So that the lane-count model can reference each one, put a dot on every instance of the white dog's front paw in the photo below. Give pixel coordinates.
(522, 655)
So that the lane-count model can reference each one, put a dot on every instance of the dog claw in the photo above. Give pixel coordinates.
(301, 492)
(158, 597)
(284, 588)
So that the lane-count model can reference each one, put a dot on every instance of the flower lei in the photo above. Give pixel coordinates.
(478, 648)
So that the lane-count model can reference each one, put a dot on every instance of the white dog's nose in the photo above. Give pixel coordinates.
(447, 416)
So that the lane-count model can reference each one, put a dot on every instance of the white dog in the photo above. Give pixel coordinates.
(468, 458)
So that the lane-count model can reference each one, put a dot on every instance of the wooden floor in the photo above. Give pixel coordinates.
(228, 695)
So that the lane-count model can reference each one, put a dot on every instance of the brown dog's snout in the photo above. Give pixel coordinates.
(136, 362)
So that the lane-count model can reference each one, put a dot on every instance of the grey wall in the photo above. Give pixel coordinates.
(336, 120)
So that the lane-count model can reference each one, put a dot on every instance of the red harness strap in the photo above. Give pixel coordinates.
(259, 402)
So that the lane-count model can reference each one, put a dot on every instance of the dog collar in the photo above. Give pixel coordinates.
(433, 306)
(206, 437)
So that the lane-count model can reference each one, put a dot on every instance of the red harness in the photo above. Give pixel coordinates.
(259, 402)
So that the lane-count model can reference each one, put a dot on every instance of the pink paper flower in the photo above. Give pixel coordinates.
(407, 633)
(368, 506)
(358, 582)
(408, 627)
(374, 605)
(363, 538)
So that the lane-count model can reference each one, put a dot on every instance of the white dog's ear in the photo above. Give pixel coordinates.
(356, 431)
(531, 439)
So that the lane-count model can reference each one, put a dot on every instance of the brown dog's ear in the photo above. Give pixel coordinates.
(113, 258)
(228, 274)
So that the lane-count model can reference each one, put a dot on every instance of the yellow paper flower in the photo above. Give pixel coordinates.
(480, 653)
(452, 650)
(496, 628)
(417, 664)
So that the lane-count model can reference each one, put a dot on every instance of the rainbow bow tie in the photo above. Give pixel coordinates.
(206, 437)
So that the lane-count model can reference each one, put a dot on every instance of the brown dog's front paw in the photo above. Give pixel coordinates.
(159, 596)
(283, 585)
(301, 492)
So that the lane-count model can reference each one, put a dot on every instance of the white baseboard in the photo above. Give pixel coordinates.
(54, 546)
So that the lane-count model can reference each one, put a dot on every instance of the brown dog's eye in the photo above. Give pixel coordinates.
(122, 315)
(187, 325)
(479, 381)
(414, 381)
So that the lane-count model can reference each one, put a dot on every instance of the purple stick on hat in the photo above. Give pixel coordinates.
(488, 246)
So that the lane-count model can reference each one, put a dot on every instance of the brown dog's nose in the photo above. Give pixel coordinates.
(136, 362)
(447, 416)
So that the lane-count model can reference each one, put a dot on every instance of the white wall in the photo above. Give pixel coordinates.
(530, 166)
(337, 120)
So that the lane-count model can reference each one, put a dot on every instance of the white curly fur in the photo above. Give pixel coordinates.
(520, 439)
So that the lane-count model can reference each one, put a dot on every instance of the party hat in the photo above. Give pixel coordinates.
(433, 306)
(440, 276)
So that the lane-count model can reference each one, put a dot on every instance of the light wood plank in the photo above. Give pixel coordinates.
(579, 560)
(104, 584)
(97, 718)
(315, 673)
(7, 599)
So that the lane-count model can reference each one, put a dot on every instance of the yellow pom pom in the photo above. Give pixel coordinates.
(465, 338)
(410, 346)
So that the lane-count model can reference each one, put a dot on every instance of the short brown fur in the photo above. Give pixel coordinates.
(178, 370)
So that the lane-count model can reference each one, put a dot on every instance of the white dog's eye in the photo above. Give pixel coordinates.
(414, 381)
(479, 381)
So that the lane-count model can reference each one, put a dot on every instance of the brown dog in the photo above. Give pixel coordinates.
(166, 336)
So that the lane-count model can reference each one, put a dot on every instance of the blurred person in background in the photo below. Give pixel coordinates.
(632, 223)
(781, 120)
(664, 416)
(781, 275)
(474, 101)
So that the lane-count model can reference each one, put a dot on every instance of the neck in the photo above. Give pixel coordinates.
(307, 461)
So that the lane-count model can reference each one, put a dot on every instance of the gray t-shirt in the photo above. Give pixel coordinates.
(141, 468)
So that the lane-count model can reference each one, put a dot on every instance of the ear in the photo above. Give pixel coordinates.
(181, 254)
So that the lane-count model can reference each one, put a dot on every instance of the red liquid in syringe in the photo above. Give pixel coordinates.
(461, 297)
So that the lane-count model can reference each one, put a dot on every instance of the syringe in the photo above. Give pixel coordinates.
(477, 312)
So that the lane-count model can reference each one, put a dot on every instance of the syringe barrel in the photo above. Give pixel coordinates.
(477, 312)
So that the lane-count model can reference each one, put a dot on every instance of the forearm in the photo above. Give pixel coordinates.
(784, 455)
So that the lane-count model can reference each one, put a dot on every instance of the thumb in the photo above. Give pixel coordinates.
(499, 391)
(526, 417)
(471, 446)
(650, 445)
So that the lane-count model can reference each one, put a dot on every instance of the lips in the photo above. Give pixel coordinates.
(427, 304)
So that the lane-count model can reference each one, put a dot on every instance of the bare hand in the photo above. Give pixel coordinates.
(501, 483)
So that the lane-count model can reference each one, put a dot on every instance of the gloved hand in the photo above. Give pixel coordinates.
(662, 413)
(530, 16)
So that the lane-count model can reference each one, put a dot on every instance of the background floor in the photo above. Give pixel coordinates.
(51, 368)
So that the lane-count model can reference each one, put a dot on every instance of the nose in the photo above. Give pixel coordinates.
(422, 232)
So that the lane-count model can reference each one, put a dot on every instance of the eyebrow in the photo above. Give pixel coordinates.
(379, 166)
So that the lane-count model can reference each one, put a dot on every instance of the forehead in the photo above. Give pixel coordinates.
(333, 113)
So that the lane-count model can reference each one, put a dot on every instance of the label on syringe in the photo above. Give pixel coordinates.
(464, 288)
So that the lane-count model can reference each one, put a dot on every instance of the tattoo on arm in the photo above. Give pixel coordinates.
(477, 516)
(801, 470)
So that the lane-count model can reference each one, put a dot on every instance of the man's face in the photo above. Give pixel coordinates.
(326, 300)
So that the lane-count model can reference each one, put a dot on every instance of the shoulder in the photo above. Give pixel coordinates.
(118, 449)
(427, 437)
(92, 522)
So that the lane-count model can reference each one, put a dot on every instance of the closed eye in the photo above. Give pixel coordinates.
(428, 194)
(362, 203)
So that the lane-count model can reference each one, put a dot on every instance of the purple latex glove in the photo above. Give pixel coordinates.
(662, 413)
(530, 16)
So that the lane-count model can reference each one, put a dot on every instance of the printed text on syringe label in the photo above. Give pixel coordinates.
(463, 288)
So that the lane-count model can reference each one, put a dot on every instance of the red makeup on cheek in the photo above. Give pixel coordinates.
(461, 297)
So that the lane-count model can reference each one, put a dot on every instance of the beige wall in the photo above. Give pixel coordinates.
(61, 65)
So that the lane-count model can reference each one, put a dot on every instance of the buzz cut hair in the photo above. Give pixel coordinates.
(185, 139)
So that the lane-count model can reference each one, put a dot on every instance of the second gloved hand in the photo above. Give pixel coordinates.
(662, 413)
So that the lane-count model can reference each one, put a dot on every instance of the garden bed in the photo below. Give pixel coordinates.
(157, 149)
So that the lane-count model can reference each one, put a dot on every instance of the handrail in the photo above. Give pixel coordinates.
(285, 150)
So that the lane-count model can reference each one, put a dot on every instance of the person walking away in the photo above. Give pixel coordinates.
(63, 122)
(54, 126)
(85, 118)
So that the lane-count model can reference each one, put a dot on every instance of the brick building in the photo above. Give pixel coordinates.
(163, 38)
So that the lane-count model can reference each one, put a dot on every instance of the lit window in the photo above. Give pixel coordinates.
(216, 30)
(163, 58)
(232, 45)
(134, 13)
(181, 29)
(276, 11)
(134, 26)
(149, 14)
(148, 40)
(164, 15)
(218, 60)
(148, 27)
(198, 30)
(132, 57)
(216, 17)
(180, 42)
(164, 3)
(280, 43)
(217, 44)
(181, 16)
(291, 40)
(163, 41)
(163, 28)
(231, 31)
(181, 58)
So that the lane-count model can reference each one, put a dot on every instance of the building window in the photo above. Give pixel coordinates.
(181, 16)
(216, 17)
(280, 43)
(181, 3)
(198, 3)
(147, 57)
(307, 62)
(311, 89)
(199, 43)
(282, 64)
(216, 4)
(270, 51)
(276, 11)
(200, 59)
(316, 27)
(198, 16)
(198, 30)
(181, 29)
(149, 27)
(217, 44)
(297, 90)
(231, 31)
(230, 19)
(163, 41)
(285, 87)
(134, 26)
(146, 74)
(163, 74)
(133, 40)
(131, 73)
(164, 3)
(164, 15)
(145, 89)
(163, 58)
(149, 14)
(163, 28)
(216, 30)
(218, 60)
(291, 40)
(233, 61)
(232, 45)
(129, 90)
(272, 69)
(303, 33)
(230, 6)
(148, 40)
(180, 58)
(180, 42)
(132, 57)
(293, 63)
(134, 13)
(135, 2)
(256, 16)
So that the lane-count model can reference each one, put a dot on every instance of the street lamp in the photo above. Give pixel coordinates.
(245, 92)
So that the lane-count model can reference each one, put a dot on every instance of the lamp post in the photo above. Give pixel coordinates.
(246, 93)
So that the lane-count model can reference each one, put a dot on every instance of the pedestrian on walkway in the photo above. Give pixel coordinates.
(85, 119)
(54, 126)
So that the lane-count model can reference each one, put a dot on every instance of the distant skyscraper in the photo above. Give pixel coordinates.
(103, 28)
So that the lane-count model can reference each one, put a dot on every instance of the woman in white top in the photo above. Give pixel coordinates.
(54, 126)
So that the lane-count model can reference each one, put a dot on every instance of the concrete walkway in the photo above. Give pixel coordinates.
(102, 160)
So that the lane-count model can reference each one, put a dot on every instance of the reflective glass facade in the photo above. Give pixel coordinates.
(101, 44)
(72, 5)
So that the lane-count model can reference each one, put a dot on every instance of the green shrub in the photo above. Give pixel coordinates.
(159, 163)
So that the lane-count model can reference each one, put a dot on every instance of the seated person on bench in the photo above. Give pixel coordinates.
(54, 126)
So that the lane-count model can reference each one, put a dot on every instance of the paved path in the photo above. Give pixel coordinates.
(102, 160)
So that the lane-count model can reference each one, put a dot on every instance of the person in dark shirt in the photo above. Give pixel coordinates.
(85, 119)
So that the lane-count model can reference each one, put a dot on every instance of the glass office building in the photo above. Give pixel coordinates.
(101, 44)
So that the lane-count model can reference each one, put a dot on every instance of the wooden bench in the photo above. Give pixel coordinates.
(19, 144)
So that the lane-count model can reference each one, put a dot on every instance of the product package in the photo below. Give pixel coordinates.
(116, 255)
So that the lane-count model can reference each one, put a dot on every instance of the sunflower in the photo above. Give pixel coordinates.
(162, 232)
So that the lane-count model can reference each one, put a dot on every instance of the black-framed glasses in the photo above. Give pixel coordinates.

************

> **To be done**
Change "wooden bench" to "park bench" in the rows from the line containing "the person in" through the last row, inclusive, and write those lines out again with everything else left as is.

> **Response to this task**
So that the lane-count model can reference each one, put a dot on every instance of the person in dark shirt in the photo above. Give pixel coordinates.
(85, 119)
So that the lane-count model can reference each one, put a dot on every instance of the glass office building in the photo above. Give pixel coordinates.
(101, 44)
So that the lane-count model can reference each one, put a dot on every instance of the park bench in the photo above. Give pixel coordinates.
(19, 144)
So that the lane-count model can reference each one, put a dot on every instance of the product package in the photo below. Give pixel coordinates.
(116, 255)
So that the lane-count model can reference each one, put a dot on every instance of the sunflower in the photo above. Give pixel coordinates.
(162, 232)
So that the lane-count model can reference each one, put a dot on every instance of the black-framed glasses in the photo above. Give pixel coordinates.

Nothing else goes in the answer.